Reproduce the lines of the items below from the one containing "Target: black onion dome" through the end of the items, inclusive, keeping the requests. Rescale every x and y coordinate in the answers by multiplying it by 1.95 and rounding to a whole number, with halves rounded up.

Stored records:
::::::

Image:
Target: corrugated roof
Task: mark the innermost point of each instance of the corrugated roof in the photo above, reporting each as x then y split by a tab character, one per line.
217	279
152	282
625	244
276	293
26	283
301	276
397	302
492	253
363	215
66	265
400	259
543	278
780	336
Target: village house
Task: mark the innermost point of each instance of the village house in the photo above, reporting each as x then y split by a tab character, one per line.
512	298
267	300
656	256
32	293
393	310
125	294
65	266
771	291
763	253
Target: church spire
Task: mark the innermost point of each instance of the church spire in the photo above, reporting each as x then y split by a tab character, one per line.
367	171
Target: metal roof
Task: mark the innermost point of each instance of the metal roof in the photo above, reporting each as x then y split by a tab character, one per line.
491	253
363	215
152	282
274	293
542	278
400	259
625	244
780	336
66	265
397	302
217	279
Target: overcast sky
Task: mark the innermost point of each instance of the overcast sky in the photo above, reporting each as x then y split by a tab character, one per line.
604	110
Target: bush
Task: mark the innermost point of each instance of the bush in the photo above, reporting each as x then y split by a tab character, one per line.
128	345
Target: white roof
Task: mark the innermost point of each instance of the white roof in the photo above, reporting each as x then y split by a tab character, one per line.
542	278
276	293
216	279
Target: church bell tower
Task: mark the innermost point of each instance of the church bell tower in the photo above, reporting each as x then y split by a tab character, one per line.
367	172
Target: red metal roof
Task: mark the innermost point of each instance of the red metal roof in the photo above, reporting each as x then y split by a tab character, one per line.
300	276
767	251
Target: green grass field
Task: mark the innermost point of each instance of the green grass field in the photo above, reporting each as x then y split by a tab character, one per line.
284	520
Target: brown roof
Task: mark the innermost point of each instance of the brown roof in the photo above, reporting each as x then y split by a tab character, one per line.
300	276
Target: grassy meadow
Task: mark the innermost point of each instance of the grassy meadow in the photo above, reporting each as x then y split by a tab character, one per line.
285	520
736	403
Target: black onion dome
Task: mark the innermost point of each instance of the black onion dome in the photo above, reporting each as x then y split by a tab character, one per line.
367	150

::::::

*ANSWER TO THE PROBLEM*.
Target: black onion dome
Task: mark the innermost point of each instance of the black onion dome in the photo above, reporting each as x then y split by a tab character, one per line.
716	293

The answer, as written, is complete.